_Exercise instructions:_ Please rewrite the listing below, changing each "wall air vent" to "ceiling vent" and keeping every other line and character unchanged.

[start]

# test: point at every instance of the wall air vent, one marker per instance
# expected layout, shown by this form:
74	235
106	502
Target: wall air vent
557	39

[end]

_Response to this task:_
# test: point at every instance of the ceiling vent, one marker per instance
# expected layout, shown by this form:
74	235
106	502
Target: ceiling vent
557	39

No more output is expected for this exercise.